** ЦЕЛЬ ЗАДАНИЯ **
Оформи все строки ниже в виде нумерованного списка без пустых строк. Картинки в ответ не включай.

****

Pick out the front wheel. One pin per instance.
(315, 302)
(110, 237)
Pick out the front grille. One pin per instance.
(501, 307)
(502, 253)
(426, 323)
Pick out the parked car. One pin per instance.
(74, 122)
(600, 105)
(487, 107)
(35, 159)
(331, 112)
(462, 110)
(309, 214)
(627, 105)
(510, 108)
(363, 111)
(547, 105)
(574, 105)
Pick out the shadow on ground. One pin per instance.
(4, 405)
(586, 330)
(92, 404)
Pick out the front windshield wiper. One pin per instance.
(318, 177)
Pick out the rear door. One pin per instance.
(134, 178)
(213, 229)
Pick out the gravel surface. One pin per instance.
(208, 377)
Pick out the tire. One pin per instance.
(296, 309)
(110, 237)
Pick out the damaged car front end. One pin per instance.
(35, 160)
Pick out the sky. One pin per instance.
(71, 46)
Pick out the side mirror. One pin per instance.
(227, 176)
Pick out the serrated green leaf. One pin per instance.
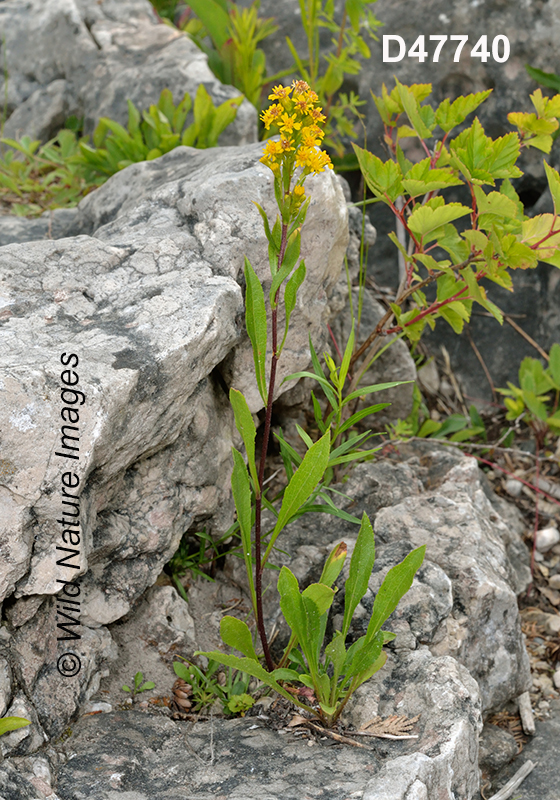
(449, 115)
(384, 179)
(425, 219)
(553, 179)
(411, 106)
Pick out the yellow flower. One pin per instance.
(318, 160)
(273, 149)
(308, 138)
(315, 113)
(286, 145)
(301, 104)
(300, 87)
(271, 114)
(280, 92)
(289, 124)
(302, 156)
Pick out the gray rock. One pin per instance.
(143, 756)
(542, 783)
(463, 601)
(395, 364)
(87, 58)
(463, 537)
(13, 786)
(55, 697)
(54, 224)
(23, 740)
(497, 747)
(532, 31)
(43, 114)
(152, 304)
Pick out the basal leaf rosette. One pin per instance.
(296, 115)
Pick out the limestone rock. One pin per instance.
(395, 364)
(22, 740)
(462, 534)
(497, 747)
(287, 767)
(149, 299)
(87, 58)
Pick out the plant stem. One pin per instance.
(259, 568)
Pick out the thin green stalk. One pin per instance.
(259, 566)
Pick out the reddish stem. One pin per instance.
(264, 449)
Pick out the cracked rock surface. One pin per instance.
(86, 58)
(149, 295)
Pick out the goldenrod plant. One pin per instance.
(333, 672)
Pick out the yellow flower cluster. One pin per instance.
(297, 116)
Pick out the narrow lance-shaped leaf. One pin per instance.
(255, 318)
(333, 564)
(396, 584)
(361, 566)
(306, 478)
(246, 427)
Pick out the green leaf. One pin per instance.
(245, 425)
(384, 179)
(333, 565)
(12, 724)
(241, 491)
(235, 633)
(359, 415)
(411, 106)
(361, 566)
(214, 19)
(291, 603)
(290, 257)
(548, 79)
(366, 655)
(396, 584)
(427, 218)
(421, 179)
(255, 317)
(449, 114)
(553, 179)
(251, 667)
(222, 117)
(377, 387)
(306, 478)
(336, 651)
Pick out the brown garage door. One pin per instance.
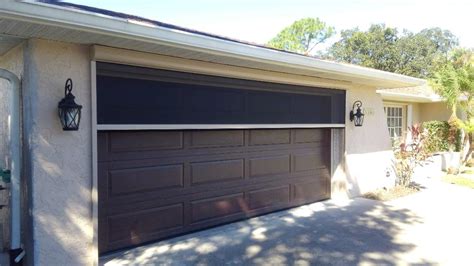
(157, 184)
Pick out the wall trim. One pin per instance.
(207, 126)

****

** ОТВЕТ НА ЗАДАНИЕ **
1. Pick out the front wheel. One pin per instance.
2. (315, 302)
3. (110, 237)
4. Pick out the front grille. One pin per instance.
5. (501, 307)
6. (502, 253)
7. (426, 323)
8. Pick out the parked car. One pin per instance.
9. (74, 122)
10. (600, 105)
11. (487, 107)
12. (35, 159)
13. (331, 112)
14. (462, 110)
15. (309, 214)
16. (627, 105)
17. (510, 108)
18. (363, 111)
19. (547, 105)
20. (574, 105)
21. Pick out the shadow on ground. One pin per instance.
22. (4, 405)
23. (586, 330)
24. (92, 404)
25. Pick out the front windshield wiper. One pin per instance.
26. (318, 177)
27. Pick out the rear door. One pin per instance.
28. (134, 178)
29. (213, 229)
30. Pick out the gravel surface. One pin per instance.
31. (208, 377)
32. Pick out the tire. One pin per instance.
33. (296, 309)
34. (110, 237)
35. Pick out the damaged car front end. One pin per instance.
36. (35, 160)
37. Pick out the sky. One pin per instance.
38. (71, 46)
39. Pick out the side mirror. One pin per instance.
40. (227, 176)
41. Pick out the serrated green leaf. One pin per instance.
42. (449, 115)
43. (384, 179)
44. (425, 219)
45. (553, 179)
46. (411, 106)
47. Pick out the yellow flower. One pin per instance.
48. (318, 160)
49. (273, 149)
50. (308, 138)
51. (315, 113)
52. (286, 145)
53. (301, 104)
54. (300, 87)
55. (271, 114)
56. (280, 92)
57. (289, 124)
58. (302, 156)
59. Pick out the gray rock. One pin per instance.
60. (143, 756)
61. (542, 783)
62. (463, 601)
63. (395, 364)
64. (87, 58)
65. (463, 537)
66. (13, 786)
67. (55, 697)
68. (54, 224)
69. (23, 740)
70. (497, 747)
71. (532, 31)
72. (43, 114)
73. (152, 304)
74. Pick out the basal leaf rosette. One pin per instance.
75. (296, 115)
76. Pick out the limestone rock. One pin per instance.
77. (395, 364)
78. (22, 740)
79. (462, 534)
80. (497, 747)
81. (287, 767)
82. (149, 299)
83. (87, 58)
84. Pick out the plant stem. One pin per instance.
85. (259, 568)
86. Pick out the thin green stalk. One pin per instance.
87. (259, 566)
88. Pick out the reddish stem. One pin per instance.
89. (264, 449)
90. Pick out the cracked rock surface. One pin per instance.
91. (86, 58)
92. (149, 295)
93. Pick out the goldenrod plant. One pin per instance.
94. (333, 672)
95. Pick out the yellow flower cluster. One pin per instance.
96. (297, 116)
97. Pick out the narrow lance-shaped leaf. One pin per instance.
98. (255, 318)
99. (333, 564)
100. (396, 584)
101. (361, 566)
102. (306, 478)
103. (246, 427)
104. Pick out the green leaf. One pin per instance.
105. (245, 425)
106. (384, 179)
107. (333, 565)
108. (12, 724)
109. (241, 491)
110. (235, 633)
111. (359, 415)
112. (411, 106)
113. (361, 566)
114. (214, 19)
115. (291, 603)
116. (290, 257)
117. (548, 79)
118. (366, 655)
119. (396, 584)
120. (427, 218)
121. (421, 179)
122. (255, 317)
123. (449, 114)
124. (553, 179)
125. (251, 667)
126. (222, 117)
127. (377, 387)
128. (306, 478)
129. (336, 651)
130. Pick out the brown garage door. One pin per instance.
131. (157, 184)
132. Pick out the wall trim. One pin per instance.
133. (207, 126)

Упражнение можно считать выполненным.